● **Exercise instructions**:
**a)** According to the battery thread, how long does it take to charge a Polarion battery?
**b)** From the battery thread, copy the passage between "## Polarion-Sparetech2 (Aug" and "battery is PS-P8-X.", inclusive.

# Polarion Battery - 2015 Thread



## Polarion-Sparetech2 (Jul 30, 2015)

Many threads related to Polarion lights go back to 2008. This new thread aims to update the information related to Polarion batteries. In particular: replacement, charging, storage and changes over time. Please ask your questions and I will get the factory to answer and post here. 

To get us started:

Polarion makes 2 battery packs: 

1- PH battery (PS-P8-P) which fits PH, PF, NET40 and NP1. 4400mA.
2- X1 battery which fits the X1 and the Abyss (all models). 4400mA (different form factor).

The batteries in new condition work for 80 or 90 minutes (continuous - existing models). Charge time is 3 to 3.5 hours. I will ask about old PH50 lights with new batteries. 2 different ballasts were used in the PH50 and I am not sure if it affected the battery life.

Polarion batteries do not like to be fully discharged. Permanent damage can occur if they are left dead for more than 3 months. They should be stored charged and checked periodically.

I will add to this post tomorrow about PH50 battery life in new condition and changes to the charger, battery pack and ballast that may have affect battery durability.

In the interim, add your unanswered questions here and we will get updated answers directly from the manufacturer.

Fred


----------



## Polarion-Sparetech2 (Aug 5, 2015)

*Re: Polarion Battery - 2015 Thread - Clarification and additional information*

1- The battery PN for the Abyss and X1 battery is PS-P8-X.

2- The battery used in PH40 and PH50 is the same. The life in minutes in both cases is the same (about 80 minutes).

3- There was a ballast change in the PH50 (2008) before the light got phased out. The ballast change did not affect the battery life.

4- Both Polarion Li-Ion batteries can be cycled 400 times (fully charged to fully discharged).

5- Polarion batteries vintage pre-2014 did not like to be discharged for more than 3 months.

6- Polarion batteries sold today (2015) have been modified and can be discharged for long periods without problems.

7- Polarion recommends that batteries should be stored charged.

_SOURCE: Polarion HQ_


----------



## Polarion-Sparetech2 (Nov 4, 2015)

● **Items listed in a dataset**:
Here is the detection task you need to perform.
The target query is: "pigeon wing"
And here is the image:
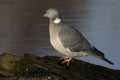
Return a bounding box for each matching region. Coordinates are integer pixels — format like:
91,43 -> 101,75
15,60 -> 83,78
58,25 -> 90,52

● **List of solutions**:
**a)** 3 to 3.5 hours.

**b)**
## Polarion-Sparetech2 (Aug 5, 2015)

*Re: Polarion Battery - 2015 Thread - Clarification and additional information*

1- The battery PN for the Abyss and X1 battery is PS-P8-X.